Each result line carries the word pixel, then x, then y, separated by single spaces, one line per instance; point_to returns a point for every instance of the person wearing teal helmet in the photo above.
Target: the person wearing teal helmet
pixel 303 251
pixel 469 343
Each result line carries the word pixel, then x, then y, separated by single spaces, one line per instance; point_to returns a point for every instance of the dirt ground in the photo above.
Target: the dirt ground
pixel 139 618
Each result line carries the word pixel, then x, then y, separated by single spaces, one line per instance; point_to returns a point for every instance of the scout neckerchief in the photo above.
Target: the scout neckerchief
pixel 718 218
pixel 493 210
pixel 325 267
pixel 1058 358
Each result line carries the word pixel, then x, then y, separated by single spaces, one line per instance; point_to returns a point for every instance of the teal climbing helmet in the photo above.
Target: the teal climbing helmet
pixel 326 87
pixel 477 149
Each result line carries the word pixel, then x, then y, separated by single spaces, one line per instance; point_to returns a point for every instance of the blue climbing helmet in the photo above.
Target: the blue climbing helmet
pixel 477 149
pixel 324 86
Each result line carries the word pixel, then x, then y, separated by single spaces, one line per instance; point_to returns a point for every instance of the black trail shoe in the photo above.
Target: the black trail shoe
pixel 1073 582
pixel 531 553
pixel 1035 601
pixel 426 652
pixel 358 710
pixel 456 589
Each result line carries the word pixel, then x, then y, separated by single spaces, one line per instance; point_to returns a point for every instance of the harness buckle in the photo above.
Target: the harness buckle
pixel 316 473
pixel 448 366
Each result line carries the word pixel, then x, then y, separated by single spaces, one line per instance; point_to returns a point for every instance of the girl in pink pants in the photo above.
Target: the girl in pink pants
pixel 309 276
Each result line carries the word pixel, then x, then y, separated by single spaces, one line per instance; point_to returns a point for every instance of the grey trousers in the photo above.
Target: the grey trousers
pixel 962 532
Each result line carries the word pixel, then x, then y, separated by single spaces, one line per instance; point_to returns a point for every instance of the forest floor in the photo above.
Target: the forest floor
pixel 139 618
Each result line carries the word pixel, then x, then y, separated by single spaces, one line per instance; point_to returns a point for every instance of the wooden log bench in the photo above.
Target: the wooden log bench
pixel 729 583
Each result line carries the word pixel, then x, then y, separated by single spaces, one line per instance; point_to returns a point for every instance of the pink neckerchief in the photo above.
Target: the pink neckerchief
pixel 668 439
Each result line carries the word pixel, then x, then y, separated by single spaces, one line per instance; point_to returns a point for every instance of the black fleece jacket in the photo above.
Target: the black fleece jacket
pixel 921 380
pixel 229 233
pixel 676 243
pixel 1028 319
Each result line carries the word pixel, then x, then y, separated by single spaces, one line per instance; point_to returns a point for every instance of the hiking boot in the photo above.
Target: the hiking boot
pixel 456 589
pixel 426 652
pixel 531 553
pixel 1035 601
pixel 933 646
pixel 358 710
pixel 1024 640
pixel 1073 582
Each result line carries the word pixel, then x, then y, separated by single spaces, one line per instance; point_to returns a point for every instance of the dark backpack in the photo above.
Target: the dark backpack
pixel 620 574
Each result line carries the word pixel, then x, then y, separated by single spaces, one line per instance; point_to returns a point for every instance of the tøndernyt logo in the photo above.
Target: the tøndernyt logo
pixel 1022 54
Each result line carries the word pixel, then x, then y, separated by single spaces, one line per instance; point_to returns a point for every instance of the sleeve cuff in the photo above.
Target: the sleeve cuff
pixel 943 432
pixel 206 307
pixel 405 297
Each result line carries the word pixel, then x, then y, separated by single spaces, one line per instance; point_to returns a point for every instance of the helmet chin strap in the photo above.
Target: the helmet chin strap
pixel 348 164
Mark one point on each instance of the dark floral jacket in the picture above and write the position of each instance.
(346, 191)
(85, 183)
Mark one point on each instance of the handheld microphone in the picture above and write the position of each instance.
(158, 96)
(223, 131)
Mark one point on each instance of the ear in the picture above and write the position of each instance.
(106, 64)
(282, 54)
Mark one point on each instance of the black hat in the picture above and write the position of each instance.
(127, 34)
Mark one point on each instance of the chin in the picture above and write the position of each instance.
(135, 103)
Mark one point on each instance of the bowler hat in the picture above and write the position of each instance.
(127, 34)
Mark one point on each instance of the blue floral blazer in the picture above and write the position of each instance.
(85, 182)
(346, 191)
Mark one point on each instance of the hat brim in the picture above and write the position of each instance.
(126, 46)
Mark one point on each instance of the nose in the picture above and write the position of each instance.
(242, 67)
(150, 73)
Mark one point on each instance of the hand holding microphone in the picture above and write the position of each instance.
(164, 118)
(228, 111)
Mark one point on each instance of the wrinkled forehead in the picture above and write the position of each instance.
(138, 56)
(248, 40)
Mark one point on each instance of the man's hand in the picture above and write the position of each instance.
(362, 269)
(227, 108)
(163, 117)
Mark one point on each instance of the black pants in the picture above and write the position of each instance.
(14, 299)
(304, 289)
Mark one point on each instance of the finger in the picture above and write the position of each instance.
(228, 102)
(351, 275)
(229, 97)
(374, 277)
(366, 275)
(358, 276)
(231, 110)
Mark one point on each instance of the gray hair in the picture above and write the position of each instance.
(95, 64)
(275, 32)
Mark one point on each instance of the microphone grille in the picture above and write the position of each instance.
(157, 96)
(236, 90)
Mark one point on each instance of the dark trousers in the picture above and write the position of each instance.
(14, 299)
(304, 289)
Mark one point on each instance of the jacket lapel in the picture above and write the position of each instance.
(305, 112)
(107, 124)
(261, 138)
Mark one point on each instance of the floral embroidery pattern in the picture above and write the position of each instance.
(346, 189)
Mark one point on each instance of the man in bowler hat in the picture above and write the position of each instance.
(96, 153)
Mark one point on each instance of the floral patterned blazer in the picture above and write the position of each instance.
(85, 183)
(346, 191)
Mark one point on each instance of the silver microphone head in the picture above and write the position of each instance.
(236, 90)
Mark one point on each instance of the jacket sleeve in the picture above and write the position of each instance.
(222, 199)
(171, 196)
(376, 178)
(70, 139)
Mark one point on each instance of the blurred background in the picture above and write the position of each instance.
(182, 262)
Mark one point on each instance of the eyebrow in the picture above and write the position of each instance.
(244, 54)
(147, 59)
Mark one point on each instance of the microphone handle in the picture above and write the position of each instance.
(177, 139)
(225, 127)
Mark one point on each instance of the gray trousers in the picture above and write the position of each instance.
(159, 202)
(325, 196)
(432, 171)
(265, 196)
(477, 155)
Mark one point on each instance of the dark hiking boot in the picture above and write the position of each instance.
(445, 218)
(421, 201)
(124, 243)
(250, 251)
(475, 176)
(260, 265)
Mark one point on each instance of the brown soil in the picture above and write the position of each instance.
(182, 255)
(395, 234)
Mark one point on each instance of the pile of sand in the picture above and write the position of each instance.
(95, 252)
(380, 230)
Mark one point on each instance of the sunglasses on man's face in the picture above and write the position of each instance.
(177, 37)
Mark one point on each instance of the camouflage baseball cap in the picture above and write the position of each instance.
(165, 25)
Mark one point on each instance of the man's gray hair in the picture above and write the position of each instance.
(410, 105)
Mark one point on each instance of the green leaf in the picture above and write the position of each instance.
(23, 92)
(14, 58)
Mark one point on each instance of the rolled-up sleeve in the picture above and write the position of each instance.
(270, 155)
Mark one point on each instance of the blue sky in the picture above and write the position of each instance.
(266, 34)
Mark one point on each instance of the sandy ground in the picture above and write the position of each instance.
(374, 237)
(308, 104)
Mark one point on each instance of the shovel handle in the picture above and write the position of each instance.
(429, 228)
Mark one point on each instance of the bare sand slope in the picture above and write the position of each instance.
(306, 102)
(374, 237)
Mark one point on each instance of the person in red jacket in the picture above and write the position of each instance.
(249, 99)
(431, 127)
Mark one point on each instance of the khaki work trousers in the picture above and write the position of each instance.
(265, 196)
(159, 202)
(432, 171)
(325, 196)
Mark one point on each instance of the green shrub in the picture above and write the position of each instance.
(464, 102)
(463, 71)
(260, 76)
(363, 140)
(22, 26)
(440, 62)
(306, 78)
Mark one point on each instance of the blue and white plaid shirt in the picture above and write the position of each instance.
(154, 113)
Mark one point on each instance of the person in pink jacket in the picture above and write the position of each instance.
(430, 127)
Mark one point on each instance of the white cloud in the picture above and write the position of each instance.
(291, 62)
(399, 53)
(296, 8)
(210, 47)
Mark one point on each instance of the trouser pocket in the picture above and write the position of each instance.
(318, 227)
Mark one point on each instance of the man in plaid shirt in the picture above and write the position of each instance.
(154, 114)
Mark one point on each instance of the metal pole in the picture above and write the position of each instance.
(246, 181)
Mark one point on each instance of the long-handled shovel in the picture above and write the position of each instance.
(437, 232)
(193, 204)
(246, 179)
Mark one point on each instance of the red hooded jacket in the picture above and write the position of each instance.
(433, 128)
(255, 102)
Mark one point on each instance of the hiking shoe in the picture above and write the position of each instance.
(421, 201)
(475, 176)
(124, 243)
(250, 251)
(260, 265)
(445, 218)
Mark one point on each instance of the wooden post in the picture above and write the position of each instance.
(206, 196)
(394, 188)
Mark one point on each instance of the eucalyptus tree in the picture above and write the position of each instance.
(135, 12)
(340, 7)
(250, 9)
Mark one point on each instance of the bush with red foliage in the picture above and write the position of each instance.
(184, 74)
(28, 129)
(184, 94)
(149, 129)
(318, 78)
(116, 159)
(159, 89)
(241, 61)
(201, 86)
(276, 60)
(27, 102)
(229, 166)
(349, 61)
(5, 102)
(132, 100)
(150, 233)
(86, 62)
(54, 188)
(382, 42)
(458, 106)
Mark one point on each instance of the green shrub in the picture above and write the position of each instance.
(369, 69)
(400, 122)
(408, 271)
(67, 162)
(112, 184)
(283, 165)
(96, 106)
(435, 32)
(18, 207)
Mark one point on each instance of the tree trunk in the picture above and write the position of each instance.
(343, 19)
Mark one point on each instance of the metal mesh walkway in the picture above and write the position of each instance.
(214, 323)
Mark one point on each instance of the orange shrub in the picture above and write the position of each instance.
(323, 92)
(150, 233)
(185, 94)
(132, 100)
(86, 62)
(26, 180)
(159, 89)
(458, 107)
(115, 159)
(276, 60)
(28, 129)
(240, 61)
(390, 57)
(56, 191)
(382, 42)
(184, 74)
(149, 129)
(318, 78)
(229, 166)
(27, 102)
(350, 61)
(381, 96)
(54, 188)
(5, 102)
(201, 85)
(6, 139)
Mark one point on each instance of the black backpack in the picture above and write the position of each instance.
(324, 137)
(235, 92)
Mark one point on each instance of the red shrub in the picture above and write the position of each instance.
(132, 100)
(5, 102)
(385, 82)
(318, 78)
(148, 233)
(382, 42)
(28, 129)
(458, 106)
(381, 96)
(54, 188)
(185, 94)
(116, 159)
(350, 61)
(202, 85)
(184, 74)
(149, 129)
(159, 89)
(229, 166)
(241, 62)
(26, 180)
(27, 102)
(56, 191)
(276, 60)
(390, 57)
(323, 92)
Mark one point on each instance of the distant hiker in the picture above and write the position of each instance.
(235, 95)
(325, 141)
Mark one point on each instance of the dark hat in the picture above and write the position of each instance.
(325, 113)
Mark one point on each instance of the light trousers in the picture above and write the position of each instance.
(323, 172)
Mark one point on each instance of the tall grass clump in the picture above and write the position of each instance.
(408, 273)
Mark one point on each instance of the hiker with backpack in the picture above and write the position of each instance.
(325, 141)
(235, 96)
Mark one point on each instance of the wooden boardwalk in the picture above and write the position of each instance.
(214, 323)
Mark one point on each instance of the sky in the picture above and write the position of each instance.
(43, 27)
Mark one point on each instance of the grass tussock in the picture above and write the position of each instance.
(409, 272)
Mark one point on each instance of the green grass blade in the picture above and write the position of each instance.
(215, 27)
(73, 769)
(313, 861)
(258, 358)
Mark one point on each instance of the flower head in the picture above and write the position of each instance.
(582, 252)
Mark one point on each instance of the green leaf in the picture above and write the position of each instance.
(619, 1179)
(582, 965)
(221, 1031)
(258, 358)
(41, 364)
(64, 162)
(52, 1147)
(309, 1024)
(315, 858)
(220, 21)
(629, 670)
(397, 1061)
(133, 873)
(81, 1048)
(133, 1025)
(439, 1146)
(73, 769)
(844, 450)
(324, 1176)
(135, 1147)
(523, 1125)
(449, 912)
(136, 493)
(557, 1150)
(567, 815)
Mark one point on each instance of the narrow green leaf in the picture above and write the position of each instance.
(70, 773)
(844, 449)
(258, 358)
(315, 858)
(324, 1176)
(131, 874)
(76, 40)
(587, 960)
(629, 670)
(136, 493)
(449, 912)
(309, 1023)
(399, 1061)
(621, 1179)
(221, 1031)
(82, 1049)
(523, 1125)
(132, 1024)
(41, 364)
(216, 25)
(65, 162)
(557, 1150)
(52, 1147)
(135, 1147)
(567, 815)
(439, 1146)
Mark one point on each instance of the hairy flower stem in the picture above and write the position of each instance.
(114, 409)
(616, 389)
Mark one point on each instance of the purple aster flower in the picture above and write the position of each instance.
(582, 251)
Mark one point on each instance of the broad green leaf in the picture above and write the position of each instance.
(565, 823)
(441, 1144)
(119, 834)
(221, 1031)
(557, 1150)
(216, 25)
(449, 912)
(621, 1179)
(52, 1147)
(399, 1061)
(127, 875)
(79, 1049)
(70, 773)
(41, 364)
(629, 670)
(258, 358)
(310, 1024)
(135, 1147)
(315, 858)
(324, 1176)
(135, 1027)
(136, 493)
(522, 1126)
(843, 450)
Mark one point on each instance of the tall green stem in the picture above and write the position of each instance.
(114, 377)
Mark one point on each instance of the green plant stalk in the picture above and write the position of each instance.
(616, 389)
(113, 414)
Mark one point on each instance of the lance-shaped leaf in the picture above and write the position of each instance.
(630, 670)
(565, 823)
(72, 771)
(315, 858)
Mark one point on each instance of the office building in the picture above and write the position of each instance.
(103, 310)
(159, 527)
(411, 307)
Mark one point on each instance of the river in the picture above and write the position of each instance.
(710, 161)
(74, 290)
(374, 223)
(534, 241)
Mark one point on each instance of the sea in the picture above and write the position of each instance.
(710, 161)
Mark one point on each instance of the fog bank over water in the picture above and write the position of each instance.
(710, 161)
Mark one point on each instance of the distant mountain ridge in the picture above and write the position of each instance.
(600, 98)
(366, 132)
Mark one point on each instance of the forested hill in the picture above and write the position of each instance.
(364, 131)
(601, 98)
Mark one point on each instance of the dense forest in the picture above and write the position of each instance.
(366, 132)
######
Copy out word for word each line of the listing, from the very first line down to the line containing "teal climbing helmet in the photo above.", and stop after that line.

* [EXERCISE SOLUTION]
Each result line carries the word pixel, then x, then y, separated by single spaces, one line per instance; point_to returns a point for every instance of the person wearing teal helmet in the photo above.
Target: the person wearing teal helmet
pixel 303 251
pixel 469 343
Each result line carries the word pixel, then x, then y, separated by single spaces, one line per instance; point_to returns a point for every instance of the dirt ground in the photo above.
Target: the dirt ground
pixel 139 618
Each result line carries the word pixel, then x, then y, separated by single spaces, one line per instance; point_to returns a point for every instance of the scout neckerchief in the photo above.
Target: the scout neckerchief
pixel 718 218
pixel 493 210
pixel 325 267
pixel 1058 358
Each result line carries the word pixel, then x, then y, separated by single spaces, one line per instance; point_to returns a point for every instance of the teal climbing helmet in the photo above.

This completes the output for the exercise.